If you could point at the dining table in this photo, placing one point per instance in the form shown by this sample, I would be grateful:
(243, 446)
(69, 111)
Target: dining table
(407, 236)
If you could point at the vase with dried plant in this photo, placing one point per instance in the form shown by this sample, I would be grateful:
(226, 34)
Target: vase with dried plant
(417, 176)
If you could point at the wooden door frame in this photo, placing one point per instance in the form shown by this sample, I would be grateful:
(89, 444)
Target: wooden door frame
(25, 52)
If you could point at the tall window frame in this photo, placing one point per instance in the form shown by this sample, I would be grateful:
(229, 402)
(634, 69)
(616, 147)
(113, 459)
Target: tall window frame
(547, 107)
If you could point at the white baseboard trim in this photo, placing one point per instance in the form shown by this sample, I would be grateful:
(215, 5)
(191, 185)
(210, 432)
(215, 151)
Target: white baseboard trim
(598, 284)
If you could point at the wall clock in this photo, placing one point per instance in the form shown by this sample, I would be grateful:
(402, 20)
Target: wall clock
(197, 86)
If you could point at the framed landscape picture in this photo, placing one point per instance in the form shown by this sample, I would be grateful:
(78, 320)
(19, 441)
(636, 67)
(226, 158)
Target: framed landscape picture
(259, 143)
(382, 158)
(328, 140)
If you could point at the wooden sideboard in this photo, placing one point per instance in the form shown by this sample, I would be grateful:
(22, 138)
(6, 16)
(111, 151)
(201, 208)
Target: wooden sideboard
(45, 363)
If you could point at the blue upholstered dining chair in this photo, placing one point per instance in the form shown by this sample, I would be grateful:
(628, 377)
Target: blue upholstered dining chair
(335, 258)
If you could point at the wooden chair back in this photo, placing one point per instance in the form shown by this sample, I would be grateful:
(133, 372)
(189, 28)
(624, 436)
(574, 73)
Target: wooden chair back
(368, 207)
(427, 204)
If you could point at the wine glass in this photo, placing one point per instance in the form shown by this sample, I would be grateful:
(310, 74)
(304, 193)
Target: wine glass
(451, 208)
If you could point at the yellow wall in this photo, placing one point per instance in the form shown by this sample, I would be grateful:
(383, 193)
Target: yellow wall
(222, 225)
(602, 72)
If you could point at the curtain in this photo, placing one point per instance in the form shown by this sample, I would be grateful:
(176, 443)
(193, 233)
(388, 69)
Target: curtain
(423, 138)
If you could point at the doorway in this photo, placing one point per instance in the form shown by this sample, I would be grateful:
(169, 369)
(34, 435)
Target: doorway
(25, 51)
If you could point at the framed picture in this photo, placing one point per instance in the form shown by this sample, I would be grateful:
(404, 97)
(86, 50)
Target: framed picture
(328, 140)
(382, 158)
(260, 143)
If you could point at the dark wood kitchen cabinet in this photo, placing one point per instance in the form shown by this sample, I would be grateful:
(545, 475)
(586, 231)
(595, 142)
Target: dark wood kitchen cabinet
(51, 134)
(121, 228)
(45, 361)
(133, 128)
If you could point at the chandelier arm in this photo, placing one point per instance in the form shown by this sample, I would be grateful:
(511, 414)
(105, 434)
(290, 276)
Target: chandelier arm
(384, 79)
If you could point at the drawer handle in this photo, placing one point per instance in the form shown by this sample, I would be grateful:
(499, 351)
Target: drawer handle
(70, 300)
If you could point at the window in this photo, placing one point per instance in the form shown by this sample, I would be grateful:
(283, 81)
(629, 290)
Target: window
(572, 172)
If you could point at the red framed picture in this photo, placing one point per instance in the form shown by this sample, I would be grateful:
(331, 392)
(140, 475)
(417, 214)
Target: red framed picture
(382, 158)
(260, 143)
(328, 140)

**Assignment**
Only the lines from the beginning of the listing through the line containing "If you could point at the wooden door" are wanted, each restated word for word.

**Exercise output**
If you could point at the dining table in this photo, placing one point per instance in the form shown by this sample, I would be grateful:
(243, 446)
(69, 111)
Target: dining table
(407, 236)
If you could point at the vase with dried plant in this photo, placing one point per instance in the form shown by this sample, I would be grateful:
(226, 34)
Target: vase with dried plant
(417, 176)
If you could point at the wooden door frame in this photo, placing one point per instance in the form shown by this sample, I would be grateful:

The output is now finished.